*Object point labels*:
++++

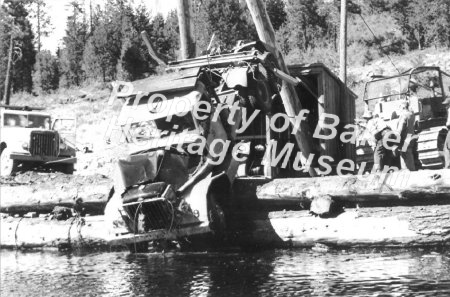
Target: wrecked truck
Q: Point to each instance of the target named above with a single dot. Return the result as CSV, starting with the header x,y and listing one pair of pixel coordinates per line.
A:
x,y
200,140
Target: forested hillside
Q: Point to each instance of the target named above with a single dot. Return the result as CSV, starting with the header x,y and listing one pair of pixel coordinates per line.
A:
x,y
103,44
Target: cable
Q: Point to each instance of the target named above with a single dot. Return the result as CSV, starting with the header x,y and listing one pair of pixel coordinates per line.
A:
x,y
381,49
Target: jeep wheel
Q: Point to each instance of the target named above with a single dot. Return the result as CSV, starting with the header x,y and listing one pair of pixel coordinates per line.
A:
x,y
7,165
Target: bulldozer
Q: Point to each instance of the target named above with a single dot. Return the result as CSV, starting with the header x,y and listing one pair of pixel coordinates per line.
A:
x,y
424,88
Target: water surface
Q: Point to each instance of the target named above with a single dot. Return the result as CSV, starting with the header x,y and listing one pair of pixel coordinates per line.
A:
x,y
263,273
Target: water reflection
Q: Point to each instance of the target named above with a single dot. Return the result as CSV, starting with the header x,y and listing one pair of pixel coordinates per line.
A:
x,y
267,273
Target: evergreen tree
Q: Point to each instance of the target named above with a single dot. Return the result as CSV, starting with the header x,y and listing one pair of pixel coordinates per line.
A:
x,y
41,21
46,72
277,13
74,42
226,18
15,22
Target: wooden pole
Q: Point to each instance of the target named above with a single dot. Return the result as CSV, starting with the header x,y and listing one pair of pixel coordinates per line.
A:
x,y
184,21
343,43
7,93
288,94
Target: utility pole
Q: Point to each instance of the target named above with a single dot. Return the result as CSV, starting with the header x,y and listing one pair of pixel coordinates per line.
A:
x,y
186,30
343,43
288,93
7,92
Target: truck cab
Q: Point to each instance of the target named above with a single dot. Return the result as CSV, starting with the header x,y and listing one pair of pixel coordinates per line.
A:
x,y
30,137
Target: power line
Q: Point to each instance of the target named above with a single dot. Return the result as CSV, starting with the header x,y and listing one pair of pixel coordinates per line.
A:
x,y
379,45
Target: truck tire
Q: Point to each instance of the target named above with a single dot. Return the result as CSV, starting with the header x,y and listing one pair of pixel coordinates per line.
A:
x,y
7,165
68,168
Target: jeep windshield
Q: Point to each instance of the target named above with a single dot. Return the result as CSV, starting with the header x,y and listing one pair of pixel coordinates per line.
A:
x,y
422,82
23,120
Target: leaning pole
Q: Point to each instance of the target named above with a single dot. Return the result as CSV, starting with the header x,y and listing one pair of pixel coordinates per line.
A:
x,y
288,94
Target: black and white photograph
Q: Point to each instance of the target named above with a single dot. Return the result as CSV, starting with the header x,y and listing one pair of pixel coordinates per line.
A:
x,y
224,148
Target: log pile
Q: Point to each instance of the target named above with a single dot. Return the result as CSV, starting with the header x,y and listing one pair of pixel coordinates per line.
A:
x,y
398,188
25,233
41,192
363,227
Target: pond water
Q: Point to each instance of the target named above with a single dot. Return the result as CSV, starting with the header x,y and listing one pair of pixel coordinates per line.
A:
x,y
261,273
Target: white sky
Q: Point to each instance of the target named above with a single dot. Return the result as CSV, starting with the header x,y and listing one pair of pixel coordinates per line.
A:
x,y
59,13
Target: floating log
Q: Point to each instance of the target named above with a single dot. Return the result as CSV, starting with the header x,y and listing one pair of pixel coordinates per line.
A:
x,y
42,192
398,188
375,227
364,227
89,232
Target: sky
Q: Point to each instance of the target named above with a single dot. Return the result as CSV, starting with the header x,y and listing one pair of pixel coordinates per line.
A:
x,y
59,13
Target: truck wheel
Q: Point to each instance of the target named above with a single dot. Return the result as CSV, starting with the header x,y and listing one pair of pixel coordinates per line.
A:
x,y
7,165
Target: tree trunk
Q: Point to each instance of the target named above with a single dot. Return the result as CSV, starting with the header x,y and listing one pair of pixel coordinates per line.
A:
x,y
184,21
7,93
288,93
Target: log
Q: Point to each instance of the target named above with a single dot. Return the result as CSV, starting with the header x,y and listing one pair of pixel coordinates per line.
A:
x,y
397,188
26,233
288,93
365,227
42,192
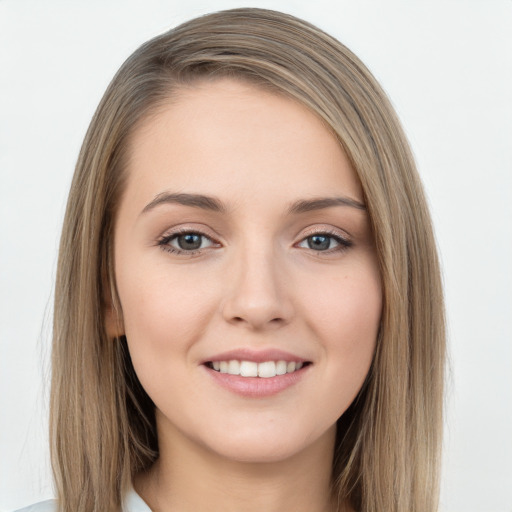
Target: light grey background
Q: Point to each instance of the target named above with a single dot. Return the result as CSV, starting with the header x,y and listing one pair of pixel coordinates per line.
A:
x,y
447,66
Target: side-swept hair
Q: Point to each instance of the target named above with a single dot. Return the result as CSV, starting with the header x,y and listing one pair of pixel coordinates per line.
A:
x,y
102,421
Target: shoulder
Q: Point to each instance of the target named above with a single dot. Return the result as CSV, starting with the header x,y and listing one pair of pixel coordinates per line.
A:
x,y
42,506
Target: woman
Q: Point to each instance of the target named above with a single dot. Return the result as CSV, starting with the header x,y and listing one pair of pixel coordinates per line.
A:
x,y
248,304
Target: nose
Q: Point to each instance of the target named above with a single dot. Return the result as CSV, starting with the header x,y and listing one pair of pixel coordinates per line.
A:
x,y
258,295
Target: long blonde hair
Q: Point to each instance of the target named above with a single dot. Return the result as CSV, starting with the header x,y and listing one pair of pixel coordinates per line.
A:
x,y
102,421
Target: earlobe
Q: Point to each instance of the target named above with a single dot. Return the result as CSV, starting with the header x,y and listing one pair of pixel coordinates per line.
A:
x,y
114,325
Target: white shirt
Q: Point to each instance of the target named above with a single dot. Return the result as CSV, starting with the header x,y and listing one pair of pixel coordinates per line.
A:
x,y
132,502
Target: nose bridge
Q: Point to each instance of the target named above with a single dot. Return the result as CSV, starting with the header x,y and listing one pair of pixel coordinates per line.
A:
x,y
257,295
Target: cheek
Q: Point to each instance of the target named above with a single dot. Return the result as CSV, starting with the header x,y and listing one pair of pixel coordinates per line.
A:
x,y
345,315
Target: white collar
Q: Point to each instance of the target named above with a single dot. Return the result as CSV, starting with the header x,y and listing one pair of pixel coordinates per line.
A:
x,y
132,502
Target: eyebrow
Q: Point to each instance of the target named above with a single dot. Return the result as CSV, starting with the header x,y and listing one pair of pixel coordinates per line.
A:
x,y
195,200
216,205
320,203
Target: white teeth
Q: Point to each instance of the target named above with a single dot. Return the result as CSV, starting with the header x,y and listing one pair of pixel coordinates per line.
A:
x,y
234,367
265,369
248,369
281,367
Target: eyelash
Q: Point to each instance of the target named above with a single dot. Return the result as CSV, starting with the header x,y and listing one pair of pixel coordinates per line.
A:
x,y
164,241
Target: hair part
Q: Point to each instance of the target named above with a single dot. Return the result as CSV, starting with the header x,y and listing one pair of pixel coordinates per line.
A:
x,y
102,422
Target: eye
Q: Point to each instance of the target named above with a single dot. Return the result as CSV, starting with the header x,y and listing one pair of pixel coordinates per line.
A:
x,y
325,242
186,242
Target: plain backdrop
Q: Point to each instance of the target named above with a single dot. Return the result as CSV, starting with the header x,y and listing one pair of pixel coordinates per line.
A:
x,y
447,66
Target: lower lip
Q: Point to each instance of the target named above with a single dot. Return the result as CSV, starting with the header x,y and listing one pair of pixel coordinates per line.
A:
x,y
257,387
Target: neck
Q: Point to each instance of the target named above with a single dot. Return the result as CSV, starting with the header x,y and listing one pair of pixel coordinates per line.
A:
x,y
188,477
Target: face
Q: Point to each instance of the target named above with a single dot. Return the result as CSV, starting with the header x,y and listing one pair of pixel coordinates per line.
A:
x,y
246,272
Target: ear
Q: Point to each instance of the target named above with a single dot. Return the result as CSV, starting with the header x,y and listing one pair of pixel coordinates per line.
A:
x,y
114,325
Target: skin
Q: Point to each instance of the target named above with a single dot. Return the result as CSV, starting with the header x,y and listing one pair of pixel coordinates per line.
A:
x,y
255,283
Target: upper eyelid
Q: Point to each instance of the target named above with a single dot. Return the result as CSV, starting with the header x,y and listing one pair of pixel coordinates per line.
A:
x,y
303,233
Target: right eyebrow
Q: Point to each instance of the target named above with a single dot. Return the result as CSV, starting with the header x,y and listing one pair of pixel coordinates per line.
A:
x,y
195,200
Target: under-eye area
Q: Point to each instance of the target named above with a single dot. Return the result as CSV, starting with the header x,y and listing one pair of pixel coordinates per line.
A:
x,y
265,369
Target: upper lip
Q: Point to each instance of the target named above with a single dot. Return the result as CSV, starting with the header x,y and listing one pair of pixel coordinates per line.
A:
x,y
256,356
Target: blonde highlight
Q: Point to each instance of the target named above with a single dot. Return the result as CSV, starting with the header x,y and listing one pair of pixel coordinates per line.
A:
x,y
102,424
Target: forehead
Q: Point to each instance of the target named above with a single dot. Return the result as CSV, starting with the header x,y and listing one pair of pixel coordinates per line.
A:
x,y
231,138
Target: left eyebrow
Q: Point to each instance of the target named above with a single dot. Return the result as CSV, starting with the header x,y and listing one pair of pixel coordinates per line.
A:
x,y
319,203
195,200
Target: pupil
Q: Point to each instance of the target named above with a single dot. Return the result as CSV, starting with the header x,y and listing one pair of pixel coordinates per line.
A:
x,y
319,242
189,241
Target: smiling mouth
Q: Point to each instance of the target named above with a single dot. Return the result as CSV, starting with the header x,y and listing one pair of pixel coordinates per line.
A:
x,y
265,369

++++

*WRITTEN TASK*: Copy out the lines from the line containing "Target: upper lip" to the end of the listing above, without alteration.

*OUTPUT FOR THIS TASK*:
Target: upper lip
Q: Point to each instance of the target named above with a single dot. Return the result as CSV, starting with the header x,y and listing one pair of pixel coordinates per line.
A:
x,y
256,356
Target: blonde highlight
Q: Point to each instance of the target named above with a single dot. Return the result as CSV, starting with the header x,y and listing one pair of pixel coordinates per line.
A:
x,y
102,424
Target: forehead
Q: Point to each instance of the target named above with a single dot. Return the result as CSV, starting with the header x,y and listing one pair of pixel coordinates per line.
A:
x,y
231,138
Target: left eyebrow
Q: Point to each instance of the target named above with a single dot. Return the result as CSV, starting with the header x,y and listing one pair of pixel coordinates per line.
A:
x,y
319,203
195,200
Target: pupil
Q: Point to each instance of the target named above with a single dot. Return the result as CSV, starting with the header x,y and listing one pair of pixel coordinates per line.
A:
x,y
319,242
189,241
Target: smiling mouth
Q: Point to each instance of the target named above with a single dot. Return the result as CSV, starting with the header x,y and listing one pair of pixel coordinates per line.
A:
x,y
265,369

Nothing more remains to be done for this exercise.